(TASK TO CARRY OUT) Copy the data below verbatim, leaving no line out.

(RECORDS FOR THE EXERCISE)

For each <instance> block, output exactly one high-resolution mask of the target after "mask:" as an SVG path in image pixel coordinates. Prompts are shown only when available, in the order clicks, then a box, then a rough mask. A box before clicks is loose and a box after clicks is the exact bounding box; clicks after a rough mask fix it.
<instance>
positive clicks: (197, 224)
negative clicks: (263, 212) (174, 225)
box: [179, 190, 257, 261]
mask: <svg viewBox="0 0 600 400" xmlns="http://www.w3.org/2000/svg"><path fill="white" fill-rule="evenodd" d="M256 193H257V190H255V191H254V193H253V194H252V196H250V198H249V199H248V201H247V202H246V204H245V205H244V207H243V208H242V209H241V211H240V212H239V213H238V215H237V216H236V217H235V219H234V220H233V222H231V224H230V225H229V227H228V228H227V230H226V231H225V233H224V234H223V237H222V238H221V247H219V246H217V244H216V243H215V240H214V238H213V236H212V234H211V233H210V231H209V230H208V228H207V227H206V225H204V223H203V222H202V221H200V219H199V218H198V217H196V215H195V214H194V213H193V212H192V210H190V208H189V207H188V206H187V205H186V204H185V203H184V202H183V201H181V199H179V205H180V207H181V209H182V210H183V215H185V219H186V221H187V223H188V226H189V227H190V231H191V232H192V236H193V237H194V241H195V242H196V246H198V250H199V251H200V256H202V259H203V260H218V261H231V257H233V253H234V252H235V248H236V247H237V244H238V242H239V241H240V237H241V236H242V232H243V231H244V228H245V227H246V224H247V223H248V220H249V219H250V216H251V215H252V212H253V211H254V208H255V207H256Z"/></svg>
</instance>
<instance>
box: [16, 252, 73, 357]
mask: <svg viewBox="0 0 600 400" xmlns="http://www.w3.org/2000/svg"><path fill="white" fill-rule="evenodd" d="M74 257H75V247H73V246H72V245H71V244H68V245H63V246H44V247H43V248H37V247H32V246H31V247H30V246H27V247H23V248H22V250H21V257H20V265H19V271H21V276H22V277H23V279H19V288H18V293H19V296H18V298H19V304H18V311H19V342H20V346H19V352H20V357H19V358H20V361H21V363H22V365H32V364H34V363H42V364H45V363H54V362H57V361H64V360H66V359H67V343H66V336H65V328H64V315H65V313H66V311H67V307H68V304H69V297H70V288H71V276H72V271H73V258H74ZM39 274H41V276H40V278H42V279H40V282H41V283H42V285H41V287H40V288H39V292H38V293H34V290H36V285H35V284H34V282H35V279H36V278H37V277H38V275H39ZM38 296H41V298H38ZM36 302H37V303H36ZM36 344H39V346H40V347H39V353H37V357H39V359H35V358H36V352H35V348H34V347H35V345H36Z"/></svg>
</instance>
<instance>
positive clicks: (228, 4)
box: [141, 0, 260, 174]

(YOUR RESPONSE)
For each <instance> block, output exactly one high-resolution mask of the target after "mask:" as an SVG path in image pixel coordinates. Prompts are shown only when available, in the order clicks, then a box, then a rough mask. A box before clicks is loose and a box after clicks is the exact bounding box; clicks after a rough mask fix it.
<instance>
positive clicks: (197, 224)
negative clicks: (263, 212) (174, 225)
box: [179, 190, 257, 261]
mask: <svg viewBox="0 0 600 400" xmlns="http://www.w3.org/2000/svg"><path fill="white" fill-rule="evenodd" d="M256 193H257V190H255V191H254V193H253V194H252V196H250V198H249V199H248V201H247V202H246V204H245V205H244V207H243V208H242V209H241V211H240V212H239V213H238V215H237V216H236V217H235V219H234V220H233V222H231V224H230V225H229V227H228V228H227V230H226V231H225V233H224V234H223V237H222V238H221V247H219V246H217V244H216V243H215V240H214V238H213V236H212V234H211V233H210V231H209V230H208V228H207V227H206V225H204V223H203V222H202V221H200V219H199V218H198V217H196V215H195V214H194V213H193V212H192V210H190V208H189V207H188V206H187V205H186V204H185V203H184V202H183V201H181V199H179V205H180V207H181V209H182V210H183V215H185V219H186V221H187V223H188V226H189V227H190V231H191V232H192V236H193V237H194V241H195V242H196V246H198V250H199V251H200V256H202V259H203V260H218V261H231V257H233V253H234V252H235V248H236V247H237V244H238V242H239V241H240V237H241V236H242V232H243V231H244V228H245V227H246V224H247V223H248V220H249V219H250V216H251V215H252V212H253V211H254V208H255V207H256Z"/></svg>
</instance>
<instance>
box: [16, 252, 73, 357]
mask: <svg viewBox="0 0 600 400" xmlns="http://www.w3.org/2000/svg"><path fill="white" fill-rule="evenodd" d="M74 257H75V247H73V246H72V245H71V244H68V245H63V246H44V247H43V248H37V247H32V246H31V247H30V246H27V247H23V248H22V250H21V257H20V265H19V271H21V276H22V277H23V279H19V288H18V293H19V296H18V298H19V304H18V311H19V342H20V346H19V352H20V357H19V358H20V361H21V363H22V365H32V364H34V363H42V364H45V363H54V362H57V361H64V360H66V359H67V343H66V336H65V328H64V315H65V313H66V311H67V307H68V304H69V297H70V288H71V276H72V271H73V258H74ZM39 274H41V276H40V278H42V279H40V282H41V283H42V285H41V287H40V288H39V292H38V293H34V290H36V285H35V284H34V282H35V279H36V278H37V277H38V275H39ZM38 296H41V298H38ZM36 302H37V303H36ZM36 344H39V346H40V347H39V353H37V357H39V359H35V358H36V352H35V348H34V347H35V345H36Z"/></svg>
</instance>
<instance>
positive clicks: (228, 4)
box: [141, 0, 260, 174]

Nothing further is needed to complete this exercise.